Interestingly, solid carbon formation on the catalyst surface is both a necessary mechanistic step for methane conversion and also a source for catalyst deactivation via coking [4]. Surface carbon is broken down into five different categories including: atomic, amorphous, vermicular, graphitic, and metal carbides. Atomic carbon is easily gasified by incoming oxidizing agents, whereas whiskers, fibers, and graphitic accumulation limit the application of methane dry reforming because they cause rapid catalyst deactivation [5].

The DRM has been previously investigated on many catalysts based on noble and transition metal elements. Although noble-metal catalysts are active and less sensitive to carbon accumulation, Ni-based catalysts are preferred due to their ability to activate the C–H bond, relatively low cost, and availability [6,7,8,9]. It is well known though that Ni-based catalysts suffer from deactivation during DRM largely owing to coking and sintering [10,11].

Many efforts have been made to synthesize highly-active yet resistant Ni-based catalyst; however, the potential drawback to some of these methods is the superficial interaction between the Ni metal and the catalyst support, exacerbating both the coking and sintering mechanisms [12,13]. Solid-phase crystallization (also known as exsolution) is an alternative method to incipient wetness impregnation for the preparation of supported catalysts where reducible metal ions are exsolved from the lattice, typically from perovskites (ABO₃) [14]. This method produces a supported catalyst by dispersing metal nanoparticles on the residual oxide through selective cation reduction in a heated reducing atmosphere. The solid-phase crystallization technique has been used to synthesize various catalysts using LaCoO₃, LaFeO₃, LaMnO₃, and LaNiO₃ as precursors [15,16,17,18,19,20]. The focus of most studies has been the properties of the exsolved nanoparticle, and comparatively less to the released oxide(s), which ultimately serve as the support.

**WRITTEN TASK A**
Copy the catalyst text starting at "Interestingly, solid carbon" and ending at "catalyst deactivation [5].", renaming "methane dry reforming" to "dry reforming of methane" wherever it occurs.
**WRITTEN TASK B**
According to the catalyst text, for what reasons are Ni-based catalysts preferred over noble-metal catalysts?
**WRITTEN TASK C**
Condense the paragraph of the catalyst text that begins "Many efforts have been made" into a bulleted list that keeps its main facts.
Answer using only the catalyst text.

**AVAILABLE DATA**
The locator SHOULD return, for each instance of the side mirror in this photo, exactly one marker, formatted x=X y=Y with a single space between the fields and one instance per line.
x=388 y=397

**EXERCISE SOLUTION A**
Interestingly, solid carbon formation on the catalyst surface is both a necessary mechanistic step for methane conversion and also a source for catalyst deactivation via coking [4]. Surface carbon is broken down into five different categories including: atomic, amorphous, vermicular, graphitic, and metal carbides. Atomic carbon is easily gasified by incoming oxidizing agents, whereas whiskers, fibers, and graphitic accumulation limit the application of dry reforming of methane because they cause rapid catalyst deactivation [5].

**EXERCISE SOLUTION B**
They can activate the C–H bond, cost relatively little, and are readily available.

**EXERCISE SOLUTION C**
- Some methods for making highly active, resistant Ni-based catalysts give only a superficial Ni–support interaction, which worsens coking and sintering.
- Solid-phase crystallization (exsolution) is an alternative to incipient wetness impregnation. Reducible metal ions are exsolved from a lattice, typically a perovskite (ABO₃).
- Selective cation reduction in a heated reducing atmosphere disperses metal nanoparticles on the residual oxide, producing a supported catalyst.
- The technique has been applied with LaCoO₃, LaFeO₃, LaMnO₃, and LaNiO₃ as precursors.
- Most studies focus on the exsolved nanoparticles and give less attention to the released oxide(s) that act as the support.